**THE REQUEST**.
Reproduce all of the data exactly.

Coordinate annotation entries
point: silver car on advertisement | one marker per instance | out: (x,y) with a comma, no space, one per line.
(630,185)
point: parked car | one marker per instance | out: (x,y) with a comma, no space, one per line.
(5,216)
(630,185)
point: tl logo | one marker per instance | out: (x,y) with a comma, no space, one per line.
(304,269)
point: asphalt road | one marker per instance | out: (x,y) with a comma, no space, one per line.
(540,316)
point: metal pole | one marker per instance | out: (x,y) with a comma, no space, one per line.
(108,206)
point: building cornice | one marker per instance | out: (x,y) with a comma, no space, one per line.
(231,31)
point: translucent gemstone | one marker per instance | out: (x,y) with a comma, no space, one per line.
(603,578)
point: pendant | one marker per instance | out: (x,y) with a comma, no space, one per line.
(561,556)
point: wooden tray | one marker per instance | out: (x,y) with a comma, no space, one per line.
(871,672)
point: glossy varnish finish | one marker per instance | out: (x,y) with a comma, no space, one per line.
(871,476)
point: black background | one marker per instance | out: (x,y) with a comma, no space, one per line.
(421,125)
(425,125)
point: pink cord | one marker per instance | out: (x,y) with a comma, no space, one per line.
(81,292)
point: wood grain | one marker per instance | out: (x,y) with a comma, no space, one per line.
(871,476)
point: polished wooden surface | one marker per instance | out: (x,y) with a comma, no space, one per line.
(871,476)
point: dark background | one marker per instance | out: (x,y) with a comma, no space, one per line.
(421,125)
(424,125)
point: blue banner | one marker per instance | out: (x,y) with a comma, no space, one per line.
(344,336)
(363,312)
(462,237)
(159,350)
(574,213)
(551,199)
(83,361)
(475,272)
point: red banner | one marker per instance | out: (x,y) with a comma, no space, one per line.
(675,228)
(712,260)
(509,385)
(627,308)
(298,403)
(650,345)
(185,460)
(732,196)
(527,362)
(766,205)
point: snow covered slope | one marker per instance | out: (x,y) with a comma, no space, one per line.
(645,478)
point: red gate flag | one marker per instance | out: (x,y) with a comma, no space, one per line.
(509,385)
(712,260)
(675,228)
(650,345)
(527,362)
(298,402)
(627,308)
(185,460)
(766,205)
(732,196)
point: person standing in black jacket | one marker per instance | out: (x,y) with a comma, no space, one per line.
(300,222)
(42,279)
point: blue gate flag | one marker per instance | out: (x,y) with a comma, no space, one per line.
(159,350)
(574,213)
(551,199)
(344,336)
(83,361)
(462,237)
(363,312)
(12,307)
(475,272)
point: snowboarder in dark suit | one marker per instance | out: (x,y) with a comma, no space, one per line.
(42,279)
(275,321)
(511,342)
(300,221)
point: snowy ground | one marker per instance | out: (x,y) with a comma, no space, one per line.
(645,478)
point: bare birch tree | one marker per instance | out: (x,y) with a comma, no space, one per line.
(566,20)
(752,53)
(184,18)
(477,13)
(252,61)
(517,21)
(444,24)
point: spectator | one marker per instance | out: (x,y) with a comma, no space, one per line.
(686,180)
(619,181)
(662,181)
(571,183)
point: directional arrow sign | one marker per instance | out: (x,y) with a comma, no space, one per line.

**EXERCISE ANSWER**.
point: silver car on advertisement | one marker per instance | out: (x,y) with a comma, no space, one per line.
(630,185)
point: parked car | one marker per instance | out: (x,y) with a comma, no space, one per line.
(5,216)
(630,185)
point: tl logo | one marker per instance | out: (x,y) with a comma, no space, one per line.
(304,269)
point: asphalt road | one marker per instance | out: (x,y) with a comma, no space, one per line.
(540,316)
point: metal pole | one marker per instance | out: (x,y) with a comma, no space, one per line.
(108,206)
point: building cornice | one marker per instance | out: (x,y) with a comma, no space, one per line.
(231,31)
point: translucent gemstone | one marker per instance | out: (x,y) with a comma, no space, one per line.
(603,578)
point: pendant | one marker per instance | out: (x,y) with a comma, no space, one per line.
(561,556)
point: wooden tray | one marker per instance | out: (x,y) with a comma, no space, one per line.
(871,672)
point: glossy varnish finish | one marker per instance | out: (x,y) with a comma, no space, one per line.
(871,476)
point: black background | one marker per instance | out: (x,y) with a comma, no space, one per line.
(421,125)
(425,125)
point: pink cord | one marker per instance | out: (x,y) with a comma, no space, one per line.
(81,292)
point: wood grain | one marker per instance | out: (x,y) with a comma, no space, one per line.
(871,476)
point: polished wooden surface | one marker per instance | out: (x,y) with a comma, no space, one per line.
(871,476)
point: dark background | one marker per instance | out: (x,y) with a comma, no space, one per line.
(421,125)
(424,125)
point: blue banner | one marker per instance | out: (x,y) with a comma, no space, one per line.
(344,336)
(363,312)
(462,237)
(159,350)
(574,213)
(551,199)
(83,361)
(475,272)
point: red banner | one marker per instance | out: (x,y) with a comma, no space, one per line.
(675,228)
(712,260)
(509,385)
(627,308)
(298,403)
(650,345)
(185,460)
(732,196)
(527,362)
(766,205)
point: snow covered slope | one marker per instance | out: (x,y) with a comma, no space, one per line.
(645,478)
point: red gate flag | one marker per instance | out: (x,y) with a comma, no space, one per line.
(509,385)
(712,260)
(675,228)
(650,345)
(527,362)
(298,402)
(627,308)
(185,460)
(766,205)
(732,196)
point: person standing in black jacket | one marker per instance | out: (x,y) with a comma, no space, one per line.
(300,222)
(42,279)
point: blue gate flag | one marker per instance | out: (x,y) with a comma, no space, one per line.
(159,350)
(574,213)
(551,199)
(344,336)
(83,361)
(462,237)
(363,312)
(12,307)
(475,272)
point: snowboarder in dark suit | one marker per instance | out: (x,y) with a comma, no space, one per line.
(42,279)
(275,321)
(511,342)
(300,221)
point: snowy ground | one marker per instance | out: (x,y) with a comma, no space, one per line.
(645,478)
point: bare birch tree | one marker per instance | out: (x,y) with a comma, no space, one per line.
(566,20)
(752,53)
(184,18)
(477,13)
(252,61)
(517,21)
(444,24)
point: spectator | one marker per instance | out: (x,y) with a comma, no space, one per line.
(686,180)
(619,181)
(662,181)
(571,183)
point: directional arrow sign | one marker per instance | out: (x,y) with a comma, no space, one per line.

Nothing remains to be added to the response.